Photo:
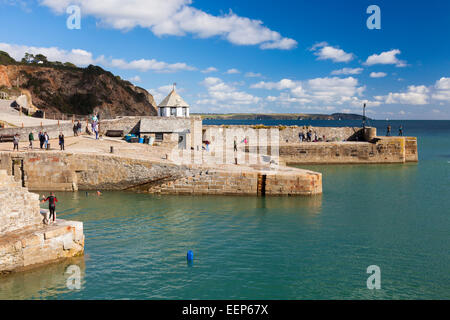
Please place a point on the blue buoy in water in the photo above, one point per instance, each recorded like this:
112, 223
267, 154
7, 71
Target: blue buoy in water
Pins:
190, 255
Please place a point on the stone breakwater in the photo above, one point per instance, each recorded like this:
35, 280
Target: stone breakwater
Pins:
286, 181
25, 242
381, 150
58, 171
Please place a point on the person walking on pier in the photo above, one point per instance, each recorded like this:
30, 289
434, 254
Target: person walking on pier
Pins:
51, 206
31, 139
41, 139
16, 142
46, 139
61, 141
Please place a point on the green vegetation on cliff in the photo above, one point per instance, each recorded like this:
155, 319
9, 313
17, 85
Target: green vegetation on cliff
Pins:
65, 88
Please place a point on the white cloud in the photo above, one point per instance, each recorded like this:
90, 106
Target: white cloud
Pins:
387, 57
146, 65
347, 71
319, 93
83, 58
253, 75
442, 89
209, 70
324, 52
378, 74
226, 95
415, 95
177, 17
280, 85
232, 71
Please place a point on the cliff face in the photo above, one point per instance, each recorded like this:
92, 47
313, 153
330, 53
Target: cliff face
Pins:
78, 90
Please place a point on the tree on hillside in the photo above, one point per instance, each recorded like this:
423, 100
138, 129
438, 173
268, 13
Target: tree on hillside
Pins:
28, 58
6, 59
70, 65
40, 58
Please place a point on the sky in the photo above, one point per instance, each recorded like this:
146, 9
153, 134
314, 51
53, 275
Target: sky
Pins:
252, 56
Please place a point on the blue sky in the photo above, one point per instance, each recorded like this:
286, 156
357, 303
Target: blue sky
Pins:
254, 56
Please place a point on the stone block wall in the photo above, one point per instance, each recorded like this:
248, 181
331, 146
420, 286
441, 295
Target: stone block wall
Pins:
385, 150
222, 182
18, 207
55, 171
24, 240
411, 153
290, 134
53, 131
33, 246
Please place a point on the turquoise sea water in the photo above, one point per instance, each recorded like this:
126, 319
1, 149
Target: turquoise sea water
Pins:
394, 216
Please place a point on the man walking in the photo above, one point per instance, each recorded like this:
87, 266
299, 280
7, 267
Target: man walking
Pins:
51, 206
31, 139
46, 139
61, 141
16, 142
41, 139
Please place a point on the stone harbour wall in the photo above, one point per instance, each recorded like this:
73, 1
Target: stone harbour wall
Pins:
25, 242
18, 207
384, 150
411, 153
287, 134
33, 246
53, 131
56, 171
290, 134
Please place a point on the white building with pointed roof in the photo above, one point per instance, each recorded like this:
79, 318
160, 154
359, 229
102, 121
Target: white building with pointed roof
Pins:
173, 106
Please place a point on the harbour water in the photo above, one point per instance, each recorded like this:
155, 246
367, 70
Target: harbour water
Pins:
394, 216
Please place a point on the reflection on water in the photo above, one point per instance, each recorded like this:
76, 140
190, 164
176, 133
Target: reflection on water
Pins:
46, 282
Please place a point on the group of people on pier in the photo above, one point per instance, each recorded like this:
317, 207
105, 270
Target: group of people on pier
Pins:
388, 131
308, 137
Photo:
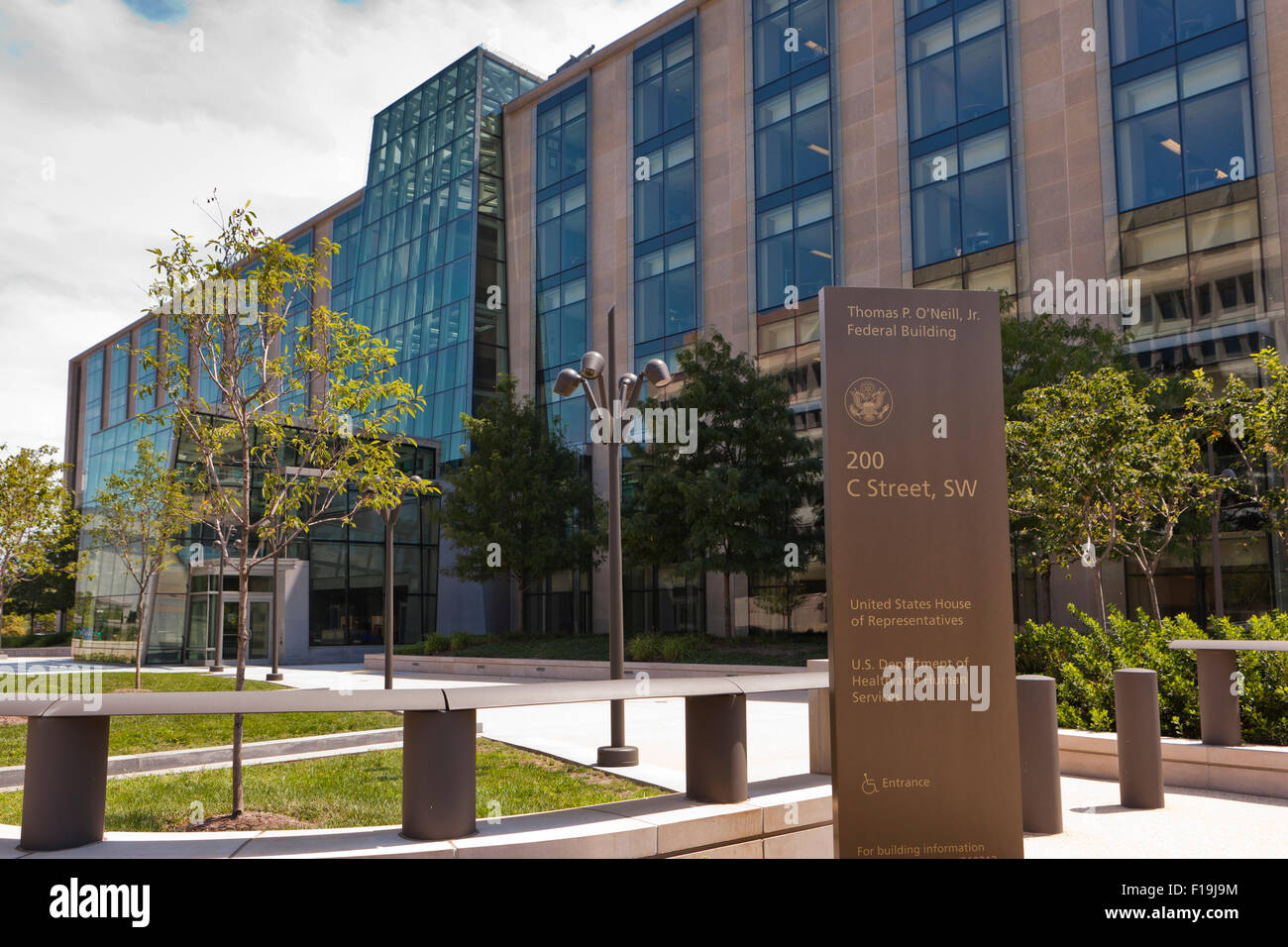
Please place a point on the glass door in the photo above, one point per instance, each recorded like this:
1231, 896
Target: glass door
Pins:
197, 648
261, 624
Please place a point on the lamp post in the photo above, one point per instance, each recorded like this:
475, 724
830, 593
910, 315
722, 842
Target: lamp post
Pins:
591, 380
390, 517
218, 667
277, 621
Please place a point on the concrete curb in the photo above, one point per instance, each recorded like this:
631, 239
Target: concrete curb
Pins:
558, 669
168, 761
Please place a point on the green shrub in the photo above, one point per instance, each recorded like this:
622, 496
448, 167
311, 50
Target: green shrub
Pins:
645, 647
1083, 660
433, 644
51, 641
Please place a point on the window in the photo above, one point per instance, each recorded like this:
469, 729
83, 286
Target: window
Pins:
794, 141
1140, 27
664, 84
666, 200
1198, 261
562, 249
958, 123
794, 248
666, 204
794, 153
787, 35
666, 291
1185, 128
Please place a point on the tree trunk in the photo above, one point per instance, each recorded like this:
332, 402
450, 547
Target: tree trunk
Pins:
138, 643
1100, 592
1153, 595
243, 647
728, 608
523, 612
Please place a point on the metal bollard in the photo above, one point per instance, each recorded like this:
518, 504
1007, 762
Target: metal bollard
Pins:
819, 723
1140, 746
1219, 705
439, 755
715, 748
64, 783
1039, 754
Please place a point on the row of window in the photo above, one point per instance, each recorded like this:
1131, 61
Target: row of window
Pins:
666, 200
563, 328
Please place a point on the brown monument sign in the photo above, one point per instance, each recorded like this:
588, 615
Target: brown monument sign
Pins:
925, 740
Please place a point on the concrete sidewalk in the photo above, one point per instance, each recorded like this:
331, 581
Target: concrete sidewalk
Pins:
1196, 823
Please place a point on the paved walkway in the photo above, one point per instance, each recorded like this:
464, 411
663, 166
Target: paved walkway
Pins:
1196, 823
----------
▸ What you are asked to do
Exactly as written, give the line containing "Please place a point on the lamp" and all remaining lines of the records.

▸ Exercise response
Please place a point on the lamp post in the photo above, one point per instance, each recorded like this:
475, 724
830, 593
910, 315
722, 842
Target: lamp post
Pins:
591, 380
390, 517
218, 667
277, 621
Please place a point on the concrete curb in the photo above, one point per instance, each recorded like this:
631, 239
Target: concrete curb
Pins:
558, 669
168, 761
Please place a point on the green shrub in the photo above, one point per instance, each recorded like this:
622, 496
448, 167
311, 50
Target: green shrub
Pins:
645, 647
1083, 660
433, 644
51, 641
Please place a point on the window in the photo above, one point per instance, each recorded like this:
469, 729
83, 286
Target: window
Pins:
794, 141
1140, 27
664, 84
666, 200
1198, 261
562, 249
958, 123
794, 248
666, 204
794, 153
787, 35
666, 291
1185, 128
Please place a point on the tree trunk in the photo above, one point per instance, each recorded like this:
332, 402
450, 547
Target: tree trunk
Pins:
138, 643
1100, 592
1153, 595
243, 647
728, 608
523, 612
Please place a point on the metal bollard in the photo above, one point per instance, each recorded like this:
518, 504
1007, 762
Target: metal bollard
Pins:
819, 723
1140, 746
1219, 705
439, 755
715, 748
64, 783
1039, 754
Please place a point on the row of window in the photo above, one point per instance, each recorded like this:
1131, 61
Target: row of window
Pins:
666, 200
563, 328
Please place a point on the brown monument sign in the photo above, one point per instance, each recorded like this:
588, 615
Target: brown monument sign
Pins:
925, 740
Please place a point on the concrete sidewalk in the photo above, one point per instance, each recorded like this:
331, 581
Target: concrete sidewalk
Pins:
1196, 823
Please place a point on the paved walkway in the photo above, one point per instance, each recorded like this:
464, 411
663, 166
Target: paved walkway
Pins:
1196, 823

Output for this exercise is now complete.